- WORK INSTRUCTIONS
Copy word for word everything in the records below, from the line containing "Where can you spot the crumpled" down to the last line of the records, with both ends included.

- DATASET ROWS
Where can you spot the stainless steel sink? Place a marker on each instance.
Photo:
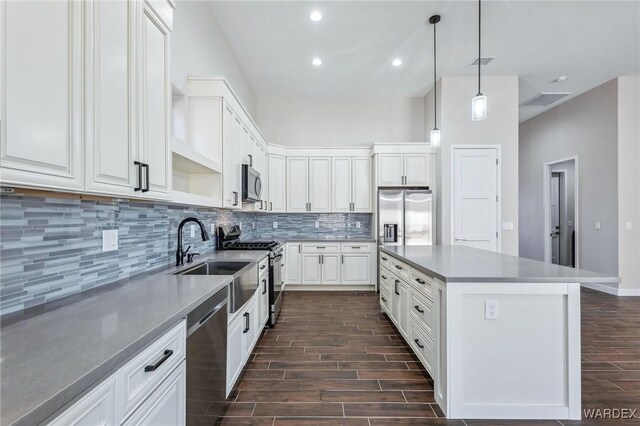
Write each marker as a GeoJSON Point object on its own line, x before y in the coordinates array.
{"type": "Point", "coordinates": [245, 278]}
{"type": "Point", "coordinates": [215, 267]}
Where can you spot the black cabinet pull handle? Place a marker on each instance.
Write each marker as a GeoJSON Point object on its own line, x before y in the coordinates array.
{"type": "Point", "coordinates": [139, 165]}
{"type": "Point", "coordinates": [246, 322]}
{"type": "Point", "coordinates": [165, 356]}
{"type": "Point", "coordinates": [146, 173]}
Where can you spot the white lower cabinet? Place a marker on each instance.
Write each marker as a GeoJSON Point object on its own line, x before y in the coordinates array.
{"type": "Point", "coordinates": [98, 407]}
{"type": "Point", "coordinates": [148, 390]}
{"type": "Point", "coordinates": [167, 405]}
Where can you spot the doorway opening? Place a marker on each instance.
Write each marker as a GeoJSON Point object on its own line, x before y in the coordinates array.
{"type": "Point", "coordinates": [561, 212]}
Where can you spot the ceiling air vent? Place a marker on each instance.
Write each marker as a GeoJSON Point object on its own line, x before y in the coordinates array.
{"type": "Point", "coordinates": [543, 99]}
{"type": "Point", "coordinates": [483, 62]}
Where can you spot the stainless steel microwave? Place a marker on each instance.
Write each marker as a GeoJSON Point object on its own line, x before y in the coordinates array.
{"type": "Point", "coordinates": [251, 184]}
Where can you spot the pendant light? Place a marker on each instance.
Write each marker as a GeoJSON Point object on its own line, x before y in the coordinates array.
{"type": "Point", "coordinates": [479, 102]}
{"type": "Point", "coordinates": [435, 133]}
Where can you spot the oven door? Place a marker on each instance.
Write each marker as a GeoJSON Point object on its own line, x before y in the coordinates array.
{"type": "Point", "coordinates": [276, 286]}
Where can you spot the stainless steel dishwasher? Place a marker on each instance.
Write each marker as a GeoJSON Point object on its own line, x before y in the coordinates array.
{"type": "Point", "coordinates": [207, 360]}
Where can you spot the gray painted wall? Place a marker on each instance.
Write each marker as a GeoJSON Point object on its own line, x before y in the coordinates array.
{"type": "Point", "coordinates": [52, 247]}
{"type": "Point", "coordinates": [585, 126]}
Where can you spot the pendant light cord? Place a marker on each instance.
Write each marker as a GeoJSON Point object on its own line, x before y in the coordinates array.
{"type": "Point", "coordinates": [435, 86]}
{"type": "Point", "coordinates": [479, 43]}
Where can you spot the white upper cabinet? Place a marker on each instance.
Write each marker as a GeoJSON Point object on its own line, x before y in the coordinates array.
{"type": "Point", "coordinates": [404, 170]}
{"type": "Point", "coordinates": [320, 184]}
{"type": "Point", "coordinates": [390, 170]}
{"type": "Point", "coordinates": [341, 178]}
{"type": "Point", "coordinates": [417, 170]}
{"type": "Point", "coordinates": [96, 67]}
{"type": "Point", "coordinates": [111, 145]}
{"type": "Point", "coordinates": [297, 184]}
{"type": "Point", "coordinates": [42, 105]}
{"type": "Point", "coordinates": [277, 183]}
{"type": "Point", "coordinates": [351, 179]}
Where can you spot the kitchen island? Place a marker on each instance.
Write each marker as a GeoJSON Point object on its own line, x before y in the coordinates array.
{"type": "Point", "coordinates": [499, 334]}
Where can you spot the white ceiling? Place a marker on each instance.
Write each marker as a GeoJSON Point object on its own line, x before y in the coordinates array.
{"type": "Point", "coordinates": [590, 42]}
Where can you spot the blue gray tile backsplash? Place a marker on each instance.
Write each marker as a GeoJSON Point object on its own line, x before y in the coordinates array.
{"type": "Point", "coordinates": [52, 247]}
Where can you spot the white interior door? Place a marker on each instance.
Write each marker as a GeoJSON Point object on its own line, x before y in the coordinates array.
{"type": "Point", "coordinates": [475, 197]}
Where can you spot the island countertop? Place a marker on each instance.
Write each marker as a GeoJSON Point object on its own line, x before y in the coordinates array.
{"type": "Point", "coordinates": [57, 352]}
{"type": "Point", "coordinates": [466, 264]}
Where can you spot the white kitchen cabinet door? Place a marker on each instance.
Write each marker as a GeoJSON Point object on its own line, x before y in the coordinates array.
{"type": "Point", "coordinates": [293, 265]}
{"type": "Point", "coordinates": [277, 183]}
{"type": "Point", "coordinates": [97, 408]}
{"type": "Point", "coordinates": [390, 169]}
{"type": "Point", "coordinates": [311, 269]}
{"type": "Point", "coordinates": [416, 170]}
{"type": "Point", "coordinates": [111, 145]}
{"type": "Point", "coordinates": [235, 359]}
{"type": "Point", "coordinates": [341, 184]}
{"type": "Point", "coordinates": [361, 185]}
{"type": "Point", "coordinates": [320, 184]}
{"type": "Point", "coordinates": [330, 269]}
{"type": "Point", "coordinates": [167, 405]}
{"type": "Point", "coordinates": [41, 141]}
{"type": "Point", "coordinates": [155, 104]}
{"type": "Point", "coordinates": [403, 309]}
{"type": "Point", "coordinates": [297, 184]}
{"type": "Point", "coordinates": [356, 268]}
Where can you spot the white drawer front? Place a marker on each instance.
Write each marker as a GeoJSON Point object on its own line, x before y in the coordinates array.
{"type": "Point", "coordinates": [400, 269]}
{"type": "Point", "coordinates": [422, 344]}
{"type": "Point", "coordinates": [356, 248]}
{"type": "Point", "coordinates": [384, 260]}
{"type": "Point", "coordinates": [423, 283]}
{"type": "Point", "coordinates": [422, 311]}
{"type": "Point", "coordinates": [135, 384]}
{"type": "Point", "coordinates": [321, 248]}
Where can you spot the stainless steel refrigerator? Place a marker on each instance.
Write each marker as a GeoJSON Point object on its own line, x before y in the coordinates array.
{"type": "Point", "coordinates": [405, 216]}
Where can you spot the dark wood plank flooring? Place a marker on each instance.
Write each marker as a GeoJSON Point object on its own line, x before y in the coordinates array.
{"type": "Point", "coordinates": [335, 359]}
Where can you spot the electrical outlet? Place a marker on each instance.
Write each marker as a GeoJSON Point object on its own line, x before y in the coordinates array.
{"type": "Point", "coordinates": [490, 309]}
{"type": "Point", "coordinates": [110, 240]}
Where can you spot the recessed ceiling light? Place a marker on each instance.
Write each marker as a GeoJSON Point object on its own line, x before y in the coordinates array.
{"type": "Point", "coordinates": [315, 16]}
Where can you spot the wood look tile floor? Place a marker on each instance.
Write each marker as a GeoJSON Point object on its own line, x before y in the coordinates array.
{"type": "Point", "coordinates": [335, 359]}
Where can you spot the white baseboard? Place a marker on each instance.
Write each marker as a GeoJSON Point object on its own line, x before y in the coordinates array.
{"type": "Point", "coordinates": [612, 290]}
{"type": "Point", "coordinates": [326, 287]}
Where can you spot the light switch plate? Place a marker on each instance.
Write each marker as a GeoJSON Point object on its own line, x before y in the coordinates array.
{"type": "Point", "coordinates": [109, 240]}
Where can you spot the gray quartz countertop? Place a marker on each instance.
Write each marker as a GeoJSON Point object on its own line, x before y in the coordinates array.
{"type": "Point", "coordinates": [466, 264]}
{"type": "Point", "coordinates": [52, 354]}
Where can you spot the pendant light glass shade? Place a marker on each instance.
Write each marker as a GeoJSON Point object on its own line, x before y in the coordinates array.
{"type": "Point", "coordinates": [479, 108]}
{"type": "Point", "coordinates": [435, 138]}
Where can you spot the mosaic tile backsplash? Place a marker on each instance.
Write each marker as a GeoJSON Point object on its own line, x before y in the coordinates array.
{"type": "Point", "coordinates": [52, 247]}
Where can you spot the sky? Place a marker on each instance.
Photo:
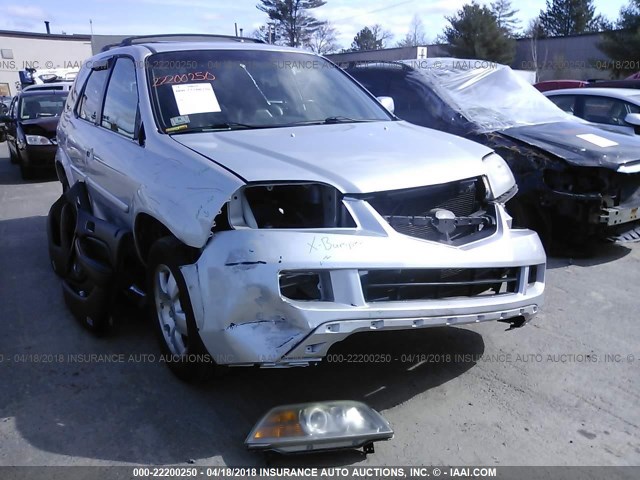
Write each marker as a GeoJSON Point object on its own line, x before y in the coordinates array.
{"type": "Point", "coordinates": [140, 17]}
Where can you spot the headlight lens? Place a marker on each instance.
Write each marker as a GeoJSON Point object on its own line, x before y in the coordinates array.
{"type": "Point", "coordinates": [318, 426]}
{"type": "Point", "coordinates": [299, 205]}
{"type": "Point", "coordinates": [501, 181]}
{"type": "Point", "coordinates": [38, 140]}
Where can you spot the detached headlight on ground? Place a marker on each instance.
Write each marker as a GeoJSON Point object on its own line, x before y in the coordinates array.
{"type": "Point", "coordinates": [312, 427]}
{"type": "Point", "coordinates": [501, 181]}
{"type": "Point", "coordinates": [38, 140]}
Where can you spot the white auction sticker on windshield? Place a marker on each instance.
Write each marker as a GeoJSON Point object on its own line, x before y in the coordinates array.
{"type": "Point", "coordinates": [194, 98]}
{"type": "Point", "coordinates": [597, 140]}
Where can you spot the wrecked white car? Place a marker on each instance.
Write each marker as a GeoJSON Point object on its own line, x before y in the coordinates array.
{"type": "Point", "coordinates": [268, 207]}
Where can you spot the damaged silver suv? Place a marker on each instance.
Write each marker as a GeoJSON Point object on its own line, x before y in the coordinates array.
{"type": "Point", "coordinates": [266, 206]}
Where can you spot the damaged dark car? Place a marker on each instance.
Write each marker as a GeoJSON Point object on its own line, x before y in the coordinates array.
{"type": "Point", "coordinates": [30, 130]}
{"type": "Point", "coordinates": [577, 182]}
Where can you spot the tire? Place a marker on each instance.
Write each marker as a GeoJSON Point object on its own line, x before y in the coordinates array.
{"type": "Point", "coordinates": [59, 251]}
{"type": "Point", "coordinates": [172, 314]}
{"type": "Point", "coordinates": [90, 304]}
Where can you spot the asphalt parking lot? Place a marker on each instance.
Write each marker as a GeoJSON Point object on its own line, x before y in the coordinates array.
{"type": "Point", "coordinates": [563, 390]}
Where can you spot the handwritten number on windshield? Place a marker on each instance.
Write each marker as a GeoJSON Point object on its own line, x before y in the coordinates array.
{"type": "Point", "coordinates": [183, 78]}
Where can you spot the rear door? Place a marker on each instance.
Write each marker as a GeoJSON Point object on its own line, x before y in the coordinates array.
{"type": "Point", "coordinates": [116, 153]}
{"type": "Point", "coordinates": [81, 132]}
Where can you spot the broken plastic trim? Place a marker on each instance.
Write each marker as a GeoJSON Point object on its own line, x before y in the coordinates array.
{"type": "Point", "coordinates": [288, 206]}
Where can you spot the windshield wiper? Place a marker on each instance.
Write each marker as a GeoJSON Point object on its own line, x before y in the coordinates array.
{"type": "Point", "coordinates": [330, 121]}
{"type": "Point", "coordinates": [212, 127]}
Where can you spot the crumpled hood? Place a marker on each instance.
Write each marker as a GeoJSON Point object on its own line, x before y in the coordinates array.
{"type": "Point", "coordinates": [355, 157]}
{"type": "Point", "coordinates": [600, 147]}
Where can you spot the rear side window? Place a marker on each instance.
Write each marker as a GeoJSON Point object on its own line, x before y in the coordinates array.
{"type": "Point", "coordinates": [91, 100]}
{"type": "Point", "coordinates": [121, 99]}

- ANSWER TO THIS PROBLEM
Where can you spot the crumpled hood? Place a marker on each instance.
Write each marker as a GeoJSON Point object on its own line, x before y in the coordinates array.
{"type": "Point", "coordinates": [355, 157]}
{"type": "Point", "coordinates": [600, 147]}
Where can you spot the rear side window? Place a marker on each instance.
Write each marker as a GeoJSON Point object on its own line, x before y in the coordinates array.
{"type": "Point", "coordinates": [91, 100]}
{"type": "Point", "coordinates": [121, 99]}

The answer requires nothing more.